Text shown:
========
Proof for area of a circle

So I when I woke up today, I decided to learn U-sub and trig-sub integration. About 30 mins after I started, I set myself to proving the area of a circle by integration. Here's what I got.

WLOG, assume the circle's center is located at $(0,0)$

Thus the equation of the circle is $y=\sqrt{r^2-x^2}$

To find the area, we will take the indefinite integral for now.

$\displaystyle \int \sqrt{r^2-x^2} \mathbb{d}x$

From here we substitute $x=r\sin(u)$. Now, we take the derivative of each side and we get

$\dfrac{dx}{du}=r\cos(u)$

$dx=r\cos(u)du$

Substituting for x and dx we have

$\displaystyle \int \sqrt{r^2-x^2}~ \mathbb{d}x=\int \sqrt{r^2-r^2\sin^2(u)} (r\cos (u)) ~du$

Focusing on the square root, we will use the identity $1-\sin^2(a)=\cos^2(a)$

$\sqrt{r^2(1-\sin^2(u))}=r\cos(u)$

Now we have

$\displaystyle \int r^2\cos^2(u)~\mathbb{d}u$

$r^2\displaystyle \int \cos^2(u)~\mathbb{d}u$

Now, to integrate $\cos^2(u)$ we must use $\cos^2(a)=\frac{\cos{2a}}{2}+\frac{1}{2}$ aka the half angle identity (Spent 15 mins trying u-sub on this step, then went to wolfram, glanced at first step to integrate $\cos^2(u)$ and slapped my self on the forehead). Now focusing on the cos part of the eq above

$r^2\displaystyle \int \frac{\cos{2u}}{2}+\frac{1}{2} ~du$

Splitting terms

$r^2\left(\displaystyle \int \frac{\cos{2u}}{2} ~du+\int \frac{1}{2} du\right)$

$r^2\left(\displaystyle \int \frac{\cos{2u}}{2}~du+\frac{u}{2}\right)$

Doing a w-sub for u

$w=2u$

$\frac{dw}{dx}=2$

$dw=2du$

Substituting back

$\displaystyle \int \frac{\cos(w)}{4}~dw+\frac{u}{2}$

$\frac{\sin(w)}{4}+\frac{u}{2}$

Re-substituting for w

$\frac{\sin(2u)}{4}+\frac{u}{2}$

Using double angle formula $\sin(2a)=2\sin(a)\cos(a)$

$\frac{\sin(2u)}{4}+\frac{u}{2}=\frac{\sin(u)\cos(u)}{2}+\frac{u}{2}$

Going back to our original eq

$r^2\displaystyle \int \cos^2(u)~\mathbb{d}u=r^2\left(\frac{\sin(u)\cos(u)}{2}+\frac{u}{2}\right)$

Now comes the slightly hard part, we must resubstitute (jeez, I've said "Resubstitute/substitute back" like 10 times already) $x=r\sin(u)$. Looking at the sin/cos half of our eq we have

$(r\sin(u))(r\cos(u))$

Using $\cos(a)=\sqrt{1-sin^2(a)}$

$\frac{1}{2}(r\sin(u))(r\sqrt{1-sin^2(u)})=\frac{1}{2}(r\sin(u))(\sqrt{r^2-r^2sin^2(u)})$

Substituting

$\frac{1}{2}(x)(\sqrt{r^2-x^2})$

We now have

$r^2\left(\frac{\sin(u)\cos(u)}{2}+\frac{u}{2}\right)=\frac{1}{2}(x)(\sqrt{r^2-x^2})+\frac{r^2u}{2}$

We can rearrange $x=r\sin(u)$ to $u=\sin^{-1}\left(\frac{x}{r}\right)$. Substituting (said it again)
========
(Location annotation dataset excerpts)
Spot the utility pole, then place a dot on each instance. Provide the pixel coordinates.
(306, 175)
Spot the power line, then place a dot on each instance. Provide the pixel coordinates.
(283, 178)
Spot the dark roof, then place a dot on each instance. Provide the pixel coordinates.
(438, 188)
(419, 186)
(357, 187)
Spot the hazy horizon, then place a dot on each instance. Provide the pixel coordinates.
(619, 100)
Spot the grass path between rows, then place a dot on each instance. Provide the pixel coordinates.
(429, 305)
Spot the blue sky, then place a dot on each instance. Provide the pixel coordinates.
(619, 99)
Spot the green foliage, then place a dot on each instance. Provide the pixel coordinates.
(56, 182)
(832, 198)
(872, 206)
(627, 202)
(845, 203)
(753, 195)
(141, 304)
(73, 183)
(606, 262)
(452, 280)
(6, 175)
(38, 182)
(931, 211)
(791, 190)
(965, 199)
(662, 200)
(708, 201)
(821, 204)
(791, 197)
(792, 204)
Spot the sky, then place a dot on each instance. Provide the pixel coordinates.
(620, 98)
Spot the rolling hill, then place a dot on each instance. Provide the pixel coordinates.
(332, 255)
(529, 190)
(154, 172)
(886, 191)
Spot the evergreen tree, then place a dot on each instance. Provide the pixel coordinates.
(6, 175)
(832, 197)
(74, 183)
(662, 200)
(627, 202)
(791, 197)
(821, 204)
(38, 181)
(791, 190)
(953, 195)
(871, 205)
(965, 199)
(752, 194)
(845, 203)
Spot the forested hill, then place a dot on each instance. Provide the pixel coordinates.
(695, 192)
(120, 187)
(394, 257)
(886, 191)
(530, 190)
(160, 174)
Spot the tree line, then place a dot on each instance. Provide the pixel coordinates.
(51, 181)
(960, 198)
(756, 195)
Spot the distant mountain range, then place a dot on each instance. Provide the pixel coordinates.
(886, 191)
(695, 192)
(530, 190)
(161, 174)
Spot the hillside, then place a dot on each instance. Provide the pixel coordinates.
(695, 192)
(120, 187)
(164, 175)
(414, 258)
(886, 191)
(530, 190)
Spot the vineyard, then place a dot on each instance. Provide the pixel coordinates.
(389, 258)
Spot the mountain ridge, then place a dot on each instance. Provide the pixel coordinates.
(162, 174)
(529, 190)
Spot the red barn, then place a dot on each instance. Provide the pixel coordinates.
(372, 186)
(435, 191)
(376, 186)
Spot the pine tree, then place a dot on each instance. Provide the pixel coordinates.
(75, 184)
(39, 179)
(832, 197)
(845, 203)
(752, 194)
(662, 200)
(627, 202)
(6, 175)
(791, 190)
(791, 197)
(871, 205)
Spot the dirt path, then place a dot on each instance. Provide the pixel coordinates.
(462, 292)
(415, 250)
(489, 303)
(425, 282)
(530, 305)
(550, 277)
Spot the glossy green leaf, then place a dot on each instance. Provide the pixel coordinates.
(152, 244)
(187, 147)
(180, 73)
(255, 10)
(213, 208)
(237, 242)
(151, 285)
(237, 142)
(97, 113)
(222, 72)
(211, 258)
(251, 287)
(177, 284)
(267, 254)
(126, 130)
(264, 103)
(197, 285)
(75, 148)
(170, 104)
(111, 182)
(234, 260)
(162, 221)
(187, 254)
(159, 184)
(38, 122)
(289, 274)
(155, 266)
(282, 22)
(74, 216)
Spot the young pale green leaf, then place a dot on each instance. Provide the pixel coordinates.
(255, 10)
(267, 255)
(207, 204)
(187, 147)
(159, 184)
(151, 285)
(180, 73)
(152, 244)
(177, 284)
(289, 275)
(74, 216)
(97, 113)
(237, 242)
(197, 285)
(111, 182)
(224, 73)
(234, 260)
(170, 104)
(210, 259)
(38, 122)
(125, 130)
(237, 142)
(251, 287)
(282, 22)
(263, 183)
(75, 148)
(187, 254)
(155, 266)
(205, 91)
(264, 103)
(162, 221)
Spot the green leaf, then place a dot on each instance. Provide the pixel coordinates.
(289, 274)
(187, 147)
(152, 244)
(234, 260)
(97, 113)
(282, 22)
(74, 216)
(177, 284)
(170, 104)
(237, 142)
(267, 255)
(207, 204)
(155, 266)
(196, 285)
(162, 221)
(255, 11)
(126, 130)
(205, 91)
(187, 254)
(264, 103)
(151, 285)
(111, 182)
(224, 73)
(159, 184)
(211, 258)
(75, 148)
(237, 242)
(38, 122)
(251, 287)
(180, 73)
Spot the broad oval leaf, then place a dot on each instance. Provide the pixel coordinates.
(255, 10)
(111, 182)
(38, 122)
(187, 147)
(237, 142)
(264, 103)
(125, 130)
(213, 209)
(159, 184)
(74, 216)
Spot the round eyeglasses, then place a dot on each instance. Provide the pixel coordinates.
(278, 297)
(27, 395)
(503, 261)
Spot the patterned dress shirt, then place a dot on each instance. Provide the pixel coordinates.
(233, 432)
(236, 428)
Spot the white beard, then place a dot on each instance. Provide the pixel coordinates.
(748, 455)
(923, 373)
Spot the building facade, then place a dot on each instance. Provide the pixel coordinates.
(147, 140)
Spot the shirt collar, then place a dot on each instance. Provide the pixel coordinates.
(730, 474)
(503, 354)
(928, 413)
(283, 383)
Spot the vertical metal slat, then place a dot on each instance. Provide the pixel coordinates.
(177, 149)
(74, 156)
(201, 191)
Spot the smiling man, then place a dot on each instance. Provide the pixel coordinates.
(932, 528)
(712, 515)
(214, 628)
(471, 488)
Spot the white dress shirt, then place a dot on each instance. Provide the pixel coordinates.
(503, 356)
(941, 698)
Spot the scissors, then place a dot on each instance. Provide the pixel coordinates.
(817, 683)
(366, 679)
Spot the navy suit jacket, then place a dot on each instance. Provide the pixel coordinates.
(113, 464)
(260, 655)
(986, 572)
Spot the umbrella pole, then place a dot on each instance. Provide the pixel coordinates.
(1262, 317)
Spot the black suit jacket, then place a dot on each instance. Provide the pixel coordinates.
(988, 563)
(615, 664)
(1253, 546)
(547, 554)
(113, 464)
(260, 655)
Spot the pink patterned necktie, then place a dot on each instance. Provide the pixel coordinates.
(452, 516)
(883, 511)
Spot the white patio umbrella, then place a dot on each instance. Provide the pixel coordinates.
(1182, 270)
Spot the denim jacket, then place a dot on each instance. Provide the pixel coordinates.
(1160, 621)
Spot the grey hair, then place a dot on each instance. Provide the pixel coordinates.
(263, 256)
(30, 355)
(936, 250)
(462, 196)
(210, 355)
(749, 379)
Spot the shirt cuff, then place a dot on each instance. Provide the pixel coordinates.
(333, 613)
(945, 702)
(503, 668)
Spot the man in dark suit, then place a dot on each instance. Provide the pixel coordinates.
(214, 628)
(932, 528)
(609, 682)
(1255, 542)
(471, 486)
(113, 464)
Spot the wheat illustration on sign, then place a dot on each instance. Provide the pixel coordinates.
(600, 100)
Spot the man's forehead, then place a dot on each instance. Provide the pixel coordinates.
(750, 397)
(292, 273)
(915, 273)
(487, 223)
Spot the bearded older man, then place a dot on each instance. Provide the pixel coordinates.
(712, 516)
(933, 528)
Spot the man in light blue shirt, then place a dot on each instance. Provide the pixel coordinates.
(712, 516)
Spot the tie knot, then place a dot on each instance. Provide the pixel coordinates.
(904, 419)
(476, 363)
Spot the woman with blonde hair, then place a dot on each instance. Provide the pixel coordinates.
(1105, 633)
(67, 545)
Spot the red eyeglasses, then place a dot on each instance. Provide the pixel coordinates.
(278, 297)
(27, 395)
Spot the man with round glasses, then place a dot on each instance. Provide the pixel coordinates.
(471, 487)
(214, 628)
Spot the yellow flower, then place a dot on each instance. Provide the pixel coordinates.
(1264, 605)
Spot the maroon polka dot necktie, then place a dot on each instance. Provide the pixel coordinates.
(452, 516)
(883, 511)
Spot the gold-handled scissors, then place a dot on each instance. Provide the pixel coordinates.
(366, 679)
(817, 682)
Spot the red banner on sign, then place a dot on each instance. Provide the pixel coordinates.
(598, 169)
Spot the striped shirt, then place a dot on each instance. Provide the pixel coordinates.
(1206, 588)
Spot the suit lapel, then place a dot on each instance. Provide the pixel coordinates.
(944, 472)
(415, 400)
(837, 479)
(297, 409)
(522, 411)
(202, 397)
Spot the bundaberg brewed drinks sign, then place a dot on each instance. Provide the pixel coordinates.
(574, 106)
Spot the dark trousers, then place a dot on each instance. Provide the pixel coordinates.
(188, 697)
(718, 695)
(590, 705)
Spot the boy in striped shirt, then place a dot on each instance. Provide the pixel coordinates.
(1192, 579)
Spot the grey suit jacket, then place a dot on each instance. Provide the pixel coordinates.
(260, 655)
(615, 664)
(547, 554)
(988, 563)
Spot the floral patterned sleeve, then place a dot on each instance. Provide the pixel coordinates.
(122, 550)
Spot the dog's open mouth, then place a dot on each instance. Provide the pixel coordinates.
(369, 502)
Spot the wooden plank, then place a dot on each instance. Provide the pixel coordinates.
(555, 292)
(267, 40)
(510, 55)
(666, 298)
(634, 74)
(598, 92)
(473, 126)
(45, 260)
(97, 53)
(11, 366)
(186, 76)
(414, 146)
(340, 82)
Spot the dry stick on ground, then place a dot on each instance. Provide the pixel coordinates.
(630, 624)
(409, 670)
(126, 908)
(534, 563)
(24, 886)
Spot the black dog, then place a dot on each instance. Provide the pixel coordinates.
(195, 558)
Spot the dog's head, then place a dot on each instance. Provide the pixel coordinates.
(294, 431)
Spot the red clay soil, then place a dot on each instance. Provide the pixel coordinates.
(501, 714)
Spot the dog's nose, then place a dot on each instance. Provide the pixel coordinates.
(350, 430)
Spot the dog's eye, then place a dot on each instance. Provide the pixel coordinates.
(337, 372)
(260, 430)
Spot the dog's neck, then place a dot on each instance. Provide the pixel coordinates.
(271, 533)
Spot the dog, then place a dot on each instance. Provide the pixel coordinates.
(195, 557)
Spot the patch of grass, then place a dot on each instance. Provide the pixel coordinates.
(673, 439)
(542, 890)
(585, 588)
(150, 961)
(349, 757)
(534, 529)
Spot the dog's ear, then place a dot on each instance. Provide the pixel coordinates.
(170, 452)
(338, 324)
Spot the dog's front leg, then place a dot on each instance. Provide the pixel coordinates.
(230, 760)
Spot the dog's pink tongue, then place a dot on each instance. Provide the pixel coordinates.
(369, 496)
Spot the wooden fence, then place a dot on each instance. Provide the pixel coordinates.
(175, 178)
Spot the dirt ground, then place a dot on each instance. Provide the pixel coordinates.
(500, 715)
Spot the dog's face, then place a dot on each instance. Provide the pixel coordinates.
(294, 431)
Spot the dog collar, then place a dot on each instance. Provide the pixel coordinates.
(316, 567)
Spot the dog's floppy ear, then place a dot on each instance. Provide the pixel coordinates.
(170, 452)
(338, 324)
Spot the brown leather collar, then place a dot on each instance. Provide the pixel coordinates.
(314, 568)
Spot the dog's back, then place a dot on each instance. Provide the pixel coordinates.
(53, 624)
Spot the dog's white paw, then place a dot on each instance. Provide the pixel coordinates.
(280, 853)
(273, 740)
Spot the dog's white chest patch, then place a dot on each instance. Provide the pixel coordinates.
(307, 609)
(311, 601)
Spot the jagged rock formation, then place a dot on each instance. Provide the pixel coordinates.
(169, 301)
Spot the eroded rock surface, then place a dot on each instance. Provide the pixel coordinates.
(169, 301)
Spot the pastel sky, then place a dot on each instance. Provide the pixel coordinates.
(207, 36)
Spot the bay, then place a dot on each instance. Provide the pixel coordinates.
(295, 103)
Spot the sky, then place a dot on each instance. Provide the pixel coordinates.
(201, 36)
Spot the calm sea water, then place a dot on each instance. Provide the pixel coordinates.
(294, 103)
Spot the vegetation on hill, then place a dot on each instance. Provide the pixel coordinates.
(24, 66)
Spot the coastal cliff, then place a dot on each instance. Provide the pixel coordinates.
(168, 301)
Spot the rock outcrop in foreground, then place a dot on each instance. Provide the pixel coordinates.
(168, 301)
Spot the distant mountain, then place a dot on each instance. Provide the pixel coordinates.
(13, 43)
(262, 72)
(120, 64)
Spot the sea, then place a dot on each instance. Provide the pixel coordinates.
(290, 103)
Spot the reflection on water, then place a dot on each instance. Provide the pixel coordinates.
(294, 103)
========
Problem 1: In the circle-area proof, how long did the writer spend trying u-sub on integrating cos²(u)?
Problem 2: Do these statements agree with the circle-area proof? Answer yes or no for each and quote the deciding words. (a) The writer began learning these integration methods the day before writing the post. (b) The writer consulted Wolfram while working out how to integrate cos²(u). (c) The writer calls the resubstitution step the easiest part.

Correct response 1: 15 minutes.

Correct response 2:
(a) No: "when I woke up today, I decided to learn U-sub and trig-sub integration"
(b) Yes: "then went to wolfram, glanced at first step to integrate"
(c) No: "Now comes the slightly hard part"